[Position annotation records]
-----

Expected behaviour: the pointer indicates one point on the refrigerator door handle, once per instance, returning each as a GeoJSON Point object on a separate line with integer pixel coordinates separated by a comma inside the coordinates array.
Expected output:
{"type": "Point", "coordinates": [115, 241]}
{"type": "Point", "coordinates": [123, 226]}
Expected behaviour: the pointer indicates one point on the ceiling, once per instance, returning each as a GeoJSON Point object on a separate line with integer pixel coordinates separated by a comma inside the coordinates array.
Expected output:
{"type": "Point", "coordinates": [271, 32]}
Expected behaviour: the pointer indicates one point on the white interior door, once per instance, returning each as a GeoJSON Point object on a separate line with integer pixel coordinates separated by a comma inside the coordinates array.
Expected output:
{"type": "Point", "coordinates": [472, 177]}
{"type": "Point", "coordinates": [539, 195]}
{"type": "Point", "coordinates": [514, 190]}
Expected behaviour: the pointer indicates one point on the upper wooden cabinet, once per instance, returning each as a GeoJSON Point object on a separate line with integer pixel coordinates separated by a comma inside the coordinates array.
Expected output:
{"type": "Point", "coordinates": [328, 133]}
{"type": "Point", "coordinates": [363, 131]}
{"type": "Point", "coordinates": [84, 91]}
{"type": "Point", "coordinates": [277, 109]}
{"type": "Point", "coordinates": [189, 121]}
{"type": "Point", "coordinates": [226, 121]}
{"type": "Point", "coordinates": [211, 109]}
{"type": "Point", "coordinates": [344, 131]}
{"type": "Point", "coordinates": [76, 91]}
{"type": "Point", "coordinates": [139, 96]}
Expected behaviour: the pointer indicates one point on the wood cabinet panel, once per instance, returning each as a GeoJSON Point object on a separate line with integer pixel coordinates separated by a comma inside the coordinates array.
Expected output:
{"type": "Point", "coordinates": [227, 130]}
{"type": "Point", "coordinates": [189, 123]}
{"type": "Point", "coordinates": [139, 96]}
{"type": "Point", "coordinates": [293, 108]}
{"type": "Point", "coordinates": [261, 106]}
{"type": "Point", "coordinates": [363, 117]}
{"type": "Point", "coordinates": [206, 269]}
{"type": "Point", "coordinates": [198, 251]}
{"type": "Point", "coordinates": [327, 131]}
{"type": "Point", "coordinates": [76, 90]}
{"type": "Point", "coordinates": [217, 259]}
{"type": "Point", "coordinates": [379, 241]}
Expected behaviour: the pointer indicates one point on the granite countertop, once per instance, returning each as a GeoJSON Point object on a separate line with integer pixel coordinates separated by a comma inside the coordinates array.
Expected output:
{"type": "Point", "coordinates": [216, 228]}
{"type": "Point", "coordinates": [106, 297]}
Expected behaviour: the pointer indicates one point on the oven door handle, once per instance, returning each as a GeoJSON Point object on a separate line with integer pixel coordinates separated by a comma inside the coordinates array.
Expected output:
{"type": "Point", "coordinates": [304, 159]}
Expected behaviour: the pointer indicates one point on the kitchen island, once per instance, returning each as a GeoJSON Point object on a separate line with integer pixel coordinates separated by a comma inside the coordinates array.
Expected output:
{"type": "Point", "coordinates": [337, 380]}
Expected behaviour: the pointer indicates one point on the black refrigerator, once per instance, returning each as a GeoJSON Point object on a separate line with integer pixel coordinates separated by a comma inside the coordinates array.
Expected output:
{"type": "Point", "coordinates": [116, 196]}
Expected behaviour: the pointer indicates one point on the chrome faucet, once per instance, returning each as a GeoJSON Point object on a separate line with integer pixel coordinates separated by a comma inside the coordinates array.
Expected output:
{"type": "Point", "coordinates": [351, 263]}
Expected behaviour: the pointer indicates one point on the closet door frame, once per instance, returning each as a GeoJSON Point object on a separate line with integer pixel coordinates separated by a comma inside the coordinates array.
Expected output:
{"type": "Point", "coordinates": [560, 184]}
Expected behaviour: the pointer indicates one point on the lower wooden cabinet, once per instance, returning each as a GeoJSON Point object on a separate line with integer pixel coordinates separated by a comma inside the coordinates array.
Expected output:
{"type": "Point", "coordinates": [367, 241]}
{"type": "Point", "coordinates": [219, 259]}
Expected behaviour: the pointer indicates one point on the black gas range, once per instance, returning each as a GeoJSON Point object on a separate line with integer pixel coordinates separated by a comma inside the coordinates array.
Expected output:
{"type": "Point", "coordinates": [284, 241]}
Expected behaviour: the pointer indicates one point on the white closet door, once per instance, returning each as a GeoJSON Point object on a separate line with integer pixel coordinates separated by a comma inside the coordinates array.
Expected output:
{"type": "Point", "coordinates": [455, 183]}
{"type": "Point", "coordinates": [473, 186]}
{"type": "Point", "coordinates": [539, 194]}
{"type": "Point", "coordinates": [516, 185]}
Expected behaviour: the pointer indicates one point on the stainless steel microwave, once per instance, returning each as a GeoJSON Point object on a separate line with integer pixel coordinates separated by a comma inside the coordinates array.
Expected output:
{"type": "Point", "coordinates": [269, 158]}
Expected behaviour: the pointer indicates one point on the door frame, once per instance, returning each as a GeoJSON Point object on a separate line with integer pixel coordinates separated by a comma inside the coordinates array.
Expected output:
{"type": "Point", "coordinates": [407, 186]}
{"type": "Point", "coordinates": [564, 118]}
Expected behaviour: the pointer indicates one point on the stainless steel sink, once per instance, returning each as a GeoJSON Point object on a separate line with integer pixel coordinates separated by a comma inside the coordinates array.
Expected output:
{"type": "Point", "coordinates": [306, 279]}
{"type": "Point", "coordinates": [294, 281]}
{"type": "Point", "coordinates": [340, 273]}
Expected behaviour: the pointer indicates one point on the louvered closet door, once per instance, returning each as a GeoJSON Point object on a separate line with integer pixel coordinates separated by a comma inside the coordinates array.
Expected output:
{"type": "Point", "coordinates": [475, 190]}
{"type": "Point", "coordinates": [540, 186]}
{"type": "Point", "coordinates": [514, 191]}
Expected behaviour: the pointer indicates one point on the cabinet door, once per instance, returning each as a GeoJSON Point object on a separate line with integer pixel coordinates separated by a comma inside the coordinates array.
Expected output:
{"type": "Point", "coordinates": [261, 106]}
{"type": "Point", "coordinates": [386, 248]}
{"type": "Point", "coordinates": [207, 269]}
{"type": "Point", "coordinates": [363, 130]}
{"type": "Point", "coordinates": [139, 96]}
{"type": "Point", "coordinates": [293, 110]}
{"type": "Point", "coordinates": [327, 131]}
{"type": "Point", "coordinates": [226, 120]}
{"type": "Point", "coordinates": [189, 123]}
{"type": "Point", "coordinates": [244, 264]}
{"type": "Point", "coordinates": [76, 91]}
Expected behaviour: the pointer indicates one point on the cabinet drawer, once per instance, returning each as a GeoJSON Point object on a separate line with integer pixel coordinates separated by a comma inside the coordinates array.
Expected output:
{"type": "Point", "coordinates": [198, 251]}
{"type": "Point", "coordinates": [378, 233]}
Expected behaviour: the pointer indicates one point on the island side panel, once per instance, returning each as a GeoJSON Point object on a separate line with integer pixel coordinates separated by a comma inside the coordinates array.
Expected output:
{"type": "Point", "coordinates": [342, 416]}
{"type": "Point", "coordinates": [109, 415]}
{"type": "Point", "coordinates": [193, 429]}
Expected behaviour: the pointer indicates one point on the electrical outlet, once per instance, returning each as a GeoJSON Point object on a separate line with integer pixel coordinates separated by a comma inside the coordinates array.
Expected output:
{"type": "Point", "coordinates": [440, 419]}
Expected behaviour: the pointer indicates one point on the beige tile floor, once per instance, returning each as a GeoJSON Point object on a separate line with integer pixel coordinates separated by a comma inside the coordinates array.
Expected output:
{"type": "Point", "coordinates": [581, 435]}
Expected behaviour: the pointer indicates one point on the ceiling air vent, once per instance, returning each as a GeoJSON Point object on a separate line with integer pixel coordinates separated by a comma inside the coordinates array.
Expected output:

-----

Work instructions - Repeat only the stretch of lines that opens with the line containing "on the electrical" and closes with the final line of the entries, both included, exactly as written.

Task result -
Expected behaviour: the pointer indicates one point on the electrical outlet, once per instance, returning each as a GeoJSON Point object on a separate line with integer pixel coordinates separated by a comma inside the coordinates array.
Expected output:
{"type": "Point", "coordinates": [440, 419]}
Expected behaviour: the pointer indicates one point on the beige tile floor, once per instance, returning each as a GeoJSON Point object on a separate line with integer pixel coordinates separated by a comma inside the coordinates array.
Expected output:
{"type": "Point", "coordinates": [581, 435]}
Expected behaviour: the pointer indicates one point on the ceiling air vent, once per instance, returning each as a GeoJSON Point object on a separate line with integer pixel coordinates separated by a comma inside the coordinates array.
Expected output:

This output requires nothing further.